| To be done |
1. Copy the entries from their first line through the line containing "xmin=0 ymin=11 xmax=128 ymax=85", inclusive, replacing "sandy slope" with "sand dune" and leaving everything else unchanged.
2. Write the next part of the Freedom Leaf Form 8-K filing.

+++ Text passage

UNITED STATES

SECURITIES AND EXCHANGE COMMISSION

Washington, D.C. 20549

 

FORM 8-K

 

CURRENT REPORT

PURSUANT TO SECTION 13 or 15 (D) OF THE

SECURITIES EXCHANGE ACT OF 1934

 

Date of Report (Date of earliest event reported): November 21, 2018

 

Freedom Leaf Inc.

(Exact name of registrant as specified in its charter)

 

Nevada

(State or Other Jurisdiction of Incorporation)

 

000-55687 46-2093679
(Commission File Number) (IRS Employer Identification No.)
   

3571 E. Sunset Road, Suite 420

Las Vegas, NV

89120
(Address of Principal Executive Offices) (Zip Code)

 

(877) 442-0411

(Registrant’s telephone number, including area code)

 

Check the appropriate box below if the Form 8-K filing is intended to simultaneously satisfy the filing obligation of the registrant under any of the following provisions (see General Instruction A.2. below):

 

[_]       Written communications pursuant to Rule 425 under the Securities Act (17 CFR 230.425)

 

[_]       Soliciting material pursuant to Rule 14a-12 under the Exchange Act (17 CFR 240.14a-12)

 

[_]       Pre-commencement communications pursuant to Rule 14d-2(b) under the Exchange Act (17 CFR 240.14d-2(b))

 

[_]       Pre-commencement communications pursuant to Rule 13e-4(c) under the Exchange Act (17 CFR 240.13e-4(c))

 

Indicate by check mark whether the registrant is an emerging growth company as defined in Rule 405 of the Securities Act of 1933 (§230.405 of this chapter) or Rule 12b-2 of the Securities Exchange Act of 1934 (§240.12b-2 of this chapter).

 

Emerging growth company [_]

 

If an emerging growth company, indicate by check mark if the registrant has elected not to use the extended transition period for complying with any new or revised financial accounting standards provided pursuant to Section 13(a) of the Exchange Act. [_]

 

 

 

   

 

 

Item 5.02Departure of Directors or Certain Officers; Election of Directors; Appointment of Certain Officers; Compensatory Arrangements of Certain Officers.

 

On November 21, 2018, Paul Pelosi Jr. resigned as a member and as Chairman of the Board of Directors of Freedom Leaf Inc. (the “Company”) as his original one-year term of appointment to the Company’s Board of Directors expired at the end of October of 2018. Mr. Pelosi’s resignation was not related to any disagreement with the Company.

++++++
+++ Material supplied

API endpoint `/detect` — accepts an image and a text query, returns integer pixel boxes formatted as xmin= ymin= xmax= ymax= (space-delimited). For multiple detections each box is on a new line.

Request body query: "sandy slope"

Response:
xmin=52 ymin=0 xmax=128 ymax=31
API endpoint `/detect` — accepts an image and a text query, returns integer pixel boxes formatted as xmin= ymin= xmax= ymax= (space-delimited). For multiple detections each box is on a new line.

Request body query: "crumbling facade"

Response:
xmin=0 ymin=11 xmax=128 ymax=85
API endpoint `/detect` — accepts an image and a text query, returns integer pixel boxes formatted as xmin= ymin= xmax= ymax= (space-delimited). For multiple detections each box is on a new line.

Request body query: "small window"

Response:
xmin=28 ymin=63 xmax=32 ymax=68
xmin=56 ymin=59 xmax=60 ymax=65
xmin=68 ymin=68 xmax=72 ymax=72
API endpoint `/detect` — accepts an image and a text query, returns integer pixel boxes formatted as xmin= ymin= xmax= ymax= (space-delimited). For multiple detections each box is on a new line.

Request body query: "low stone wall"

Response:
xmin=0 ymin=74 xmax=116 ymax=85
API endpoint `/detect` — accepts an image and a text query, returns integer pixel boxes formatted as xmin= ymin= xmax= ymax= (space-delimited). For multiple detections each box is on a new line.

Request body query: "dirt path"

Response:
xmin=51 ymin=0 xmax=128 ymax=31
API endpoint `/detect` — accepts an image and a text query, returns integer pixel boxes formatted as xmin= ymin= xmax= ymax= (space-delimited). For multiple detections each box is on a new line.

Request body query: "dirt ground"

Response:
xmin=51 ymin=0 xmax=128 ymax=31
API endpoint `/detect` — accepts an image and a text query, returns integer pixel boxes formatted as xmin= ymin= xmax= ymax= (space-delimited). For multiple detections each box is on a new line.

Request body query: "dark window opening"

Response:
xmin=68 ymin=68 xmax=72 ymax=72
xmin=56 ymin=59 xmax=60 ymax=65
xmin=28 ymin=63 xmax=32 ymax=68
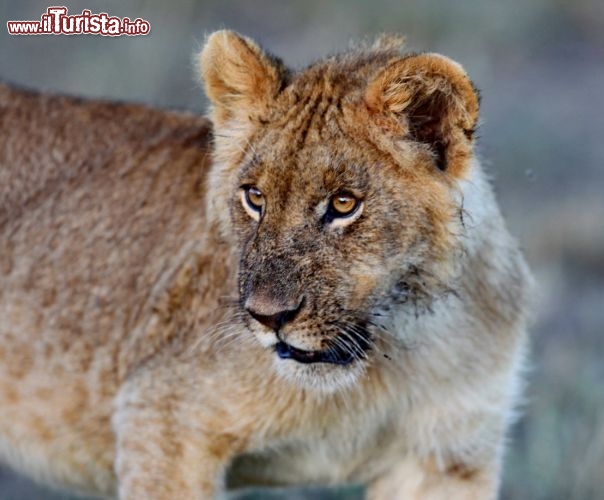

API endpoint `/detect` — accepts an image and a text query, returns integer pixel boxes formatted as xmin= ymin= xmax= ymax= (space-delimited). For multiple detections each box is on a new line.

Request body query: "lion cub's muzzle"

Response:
xmin=245 ymin=296 xmax=370 ymax=365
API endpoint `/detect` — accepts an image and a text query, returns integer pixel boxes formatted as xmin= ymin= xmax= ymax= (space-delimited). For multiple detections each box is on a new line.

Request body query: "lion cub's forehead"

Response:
xmin=241 ymin=138 xmax=371 ymax=198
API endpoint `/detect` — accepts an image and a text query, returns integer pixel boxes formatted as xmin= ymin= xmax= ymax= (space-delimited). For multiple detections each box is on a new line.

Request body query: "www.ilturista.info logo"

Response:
xmin=6 ymin=7 xmax=151 ymax=36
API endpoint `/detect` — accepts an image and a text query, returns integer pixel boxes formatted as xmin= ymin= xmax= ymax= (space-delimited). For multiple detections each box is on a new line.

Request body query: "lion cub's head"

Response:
xmin=201 ymin=31 xmax=478 ymax=390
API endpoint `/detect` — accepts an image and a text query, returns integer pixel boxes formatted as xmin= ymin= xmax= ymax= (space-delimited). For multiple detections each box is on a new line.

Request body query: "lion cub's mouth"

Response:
xmin=275 ymin=339 xmax=369 ymax=365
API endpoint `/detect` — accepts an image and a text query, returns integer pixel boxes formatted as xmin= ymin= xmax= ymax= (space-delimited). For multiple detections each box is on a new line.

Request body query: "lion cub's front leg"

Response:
xmin=113 ymin=374 xmax=237 ymax=500
xmin=367 ymin=460 xmax=499 ymax=500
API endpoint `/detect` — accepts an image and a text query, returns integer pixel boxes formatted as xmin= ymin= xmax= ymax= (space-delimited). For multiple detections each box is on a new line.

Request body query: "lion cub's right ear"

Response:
xmin=199 ymin=30 xmax=287 ymax=126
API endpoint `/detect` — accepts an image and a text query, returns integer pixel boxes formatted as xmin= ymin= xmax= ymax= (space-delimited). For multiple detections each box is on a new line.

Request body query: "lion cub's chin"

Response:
xmin=273 ymin=356 xmax=366 ymax=395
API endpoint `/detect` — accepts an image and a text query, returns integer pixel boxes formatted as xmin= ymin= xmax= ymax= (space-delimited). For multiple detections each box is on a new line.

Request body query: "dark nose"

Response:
xmin=245 ymin=299 xmax=304 ymax=332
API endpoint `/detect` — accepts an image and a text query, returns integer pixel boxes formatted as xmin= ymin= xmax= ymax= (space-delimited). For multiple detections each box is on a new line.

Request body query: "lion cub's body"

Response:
xmin=0 ymin=34 xmax=527 ymax=499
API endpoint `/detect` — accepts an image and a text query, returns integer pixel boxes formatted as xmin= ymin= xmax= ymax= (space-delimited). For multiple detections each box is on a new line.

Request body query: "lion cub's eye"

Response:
xmin=323 ymin=193 xmax=363 ymax=227
xmin=329 ymin=194 xmax=359 ymax=217
xmin=241 ymin=186 xmax=264 ymax=220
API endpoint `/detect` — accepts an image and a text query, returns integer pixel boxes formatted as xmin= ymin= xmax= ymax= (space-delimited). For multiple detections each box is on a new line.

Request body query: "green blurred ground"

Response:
xmin=0 ymin=0 xmax=604 ymax=500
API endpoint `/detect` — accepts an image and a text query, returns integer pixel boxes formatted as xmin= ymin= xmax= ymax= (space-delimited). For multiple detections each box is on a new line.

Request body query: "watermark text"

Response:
xmin=6 ymin=7 xmax=151 ymax=36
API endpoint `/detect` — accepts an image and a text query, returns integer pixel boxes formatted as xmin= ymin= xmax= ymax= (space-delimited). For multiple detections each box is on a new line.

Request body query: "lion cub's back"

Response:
xmin=0 ymin=84 xmax=210 ymax=378
xmin=0 ymin=84 xmax=216 ymax=490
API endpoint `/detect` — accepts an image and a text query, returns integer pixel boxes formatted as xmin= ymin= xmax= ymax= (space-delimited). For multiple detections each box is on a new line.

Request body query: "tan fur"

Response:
xmin=0 ymin=31 xmax=529 ymax=499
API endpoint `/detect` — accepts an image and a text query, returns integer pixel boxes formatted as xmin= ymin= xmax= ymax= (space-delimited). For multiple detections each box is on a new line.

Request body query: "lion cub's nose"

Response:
xmin=245 ymin=295 xmax=304 ymax=332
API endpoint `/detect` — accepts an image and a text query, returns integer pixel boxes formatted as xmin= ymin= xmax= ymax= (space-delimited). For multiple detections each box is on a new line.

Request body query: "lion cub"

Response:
xmin=0 ymin=31 xmax=530 ymax=500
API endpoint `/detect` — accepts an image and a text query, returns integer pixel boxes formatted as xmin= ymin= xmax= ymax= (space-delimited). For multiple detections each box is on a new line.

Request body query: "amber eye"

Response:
xmin=243 ymin=186 xmax=264 ymax=213
xmin=329 ymin=194 xmax=359 ymax=217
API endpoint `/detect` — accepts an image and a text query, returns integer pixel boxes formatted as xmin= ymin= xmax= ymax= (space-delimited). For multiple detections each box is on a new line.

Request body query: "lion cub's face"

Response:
xmin=202 ymin=32 xmax=477 ymax=390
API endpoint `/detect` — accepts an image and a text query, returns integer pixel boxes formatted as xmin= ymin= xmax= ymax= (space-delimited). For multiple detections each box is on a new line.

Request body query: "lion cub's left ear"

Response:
xmin=365 ymin=54 xmax=479 ymax=176
xmin=199 ymin=30 xmax=287 ymax=126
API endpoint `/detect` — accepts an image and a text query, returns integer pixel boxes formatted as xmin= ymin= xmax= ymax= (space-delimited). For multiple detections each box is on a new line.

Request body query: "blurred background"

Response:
xmin=0 ymin=0 xmax=604 ymax=500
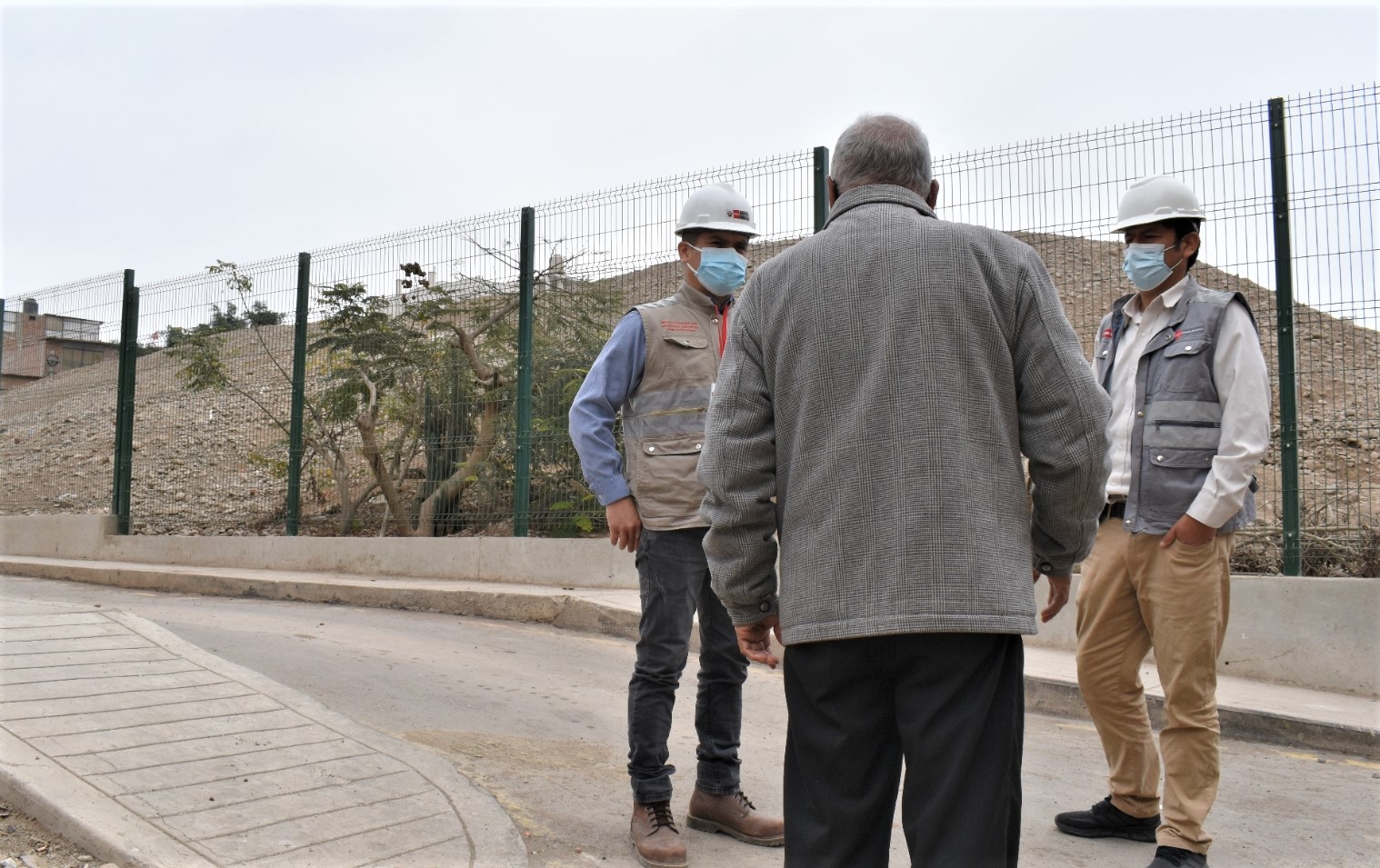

++++++

| Responses per task |
1.
API endpoint `/detect` — accepts an image and a text query, returns integer pixel boxes formatted as xmin= ymin= xmax= ymax= (space-delimited). For multiple detections each box is on a new line.

Request body query: "sand dune"

Response:
xmin=52 ymin=0 xmax=128 ymax=31
API endpoint `/detect` — accepts an image and a text query, returns integer pixel boxes formatted as xmin= ymin= xmax= ymax= (space-delimited). For multiple detections each box is on a new line.

Request body query: "crumbling facade"

Response:
xmin=0 ymin=11 xmax=128 ymax=85

2.
 

On November 21, 2018, David Goldburg, one of the members of the Company’s Board of Directors, was appointed as Chairman of the Board of Directors; Richard Groberg resigned as the Company’s Chief Financial Officer; and Laurence Ruhe, the Company’s Controller, was appointed as the Company’s Chief Financial Officer.

 

Mr. Groberg will remain a member of the Company’s Board of Directors and serve on the Board’s newly-formed Finance Committee. Mr. Ruhe, age 57, joined the Company in July of 2018 with over 30 years of finance experience, most recently as SVP of Global Finance at BMM International, a leading provider of testing services to the gaming industry with offices in ten countries. Mr. Ruhe held senior finance positions at Progressive Gaming and Konami Gaming focusing on internal controls and SOX implementation. Mr. Ruhe also worked in international banking, including positions at Wells Fargo, Deutsche Bank, and Banca CRT. Mr. Ruhe will be paid $85,000 for his first year of service as CFO and will be issued 100,000 shares of the Company’s common stock, which vest ratably over 12 months with first vesting on November 30, 2018.

 

 

 

SIGNATURES

 

Pursuant to the requirements of the Securities Exchange Act of 1934, the registrant has duly caused this report to be signed on its behalf by the undersigned hereunto duly authorized.

 

 

Date: November 28, 2018

 

  FREEDOM LEAF INC.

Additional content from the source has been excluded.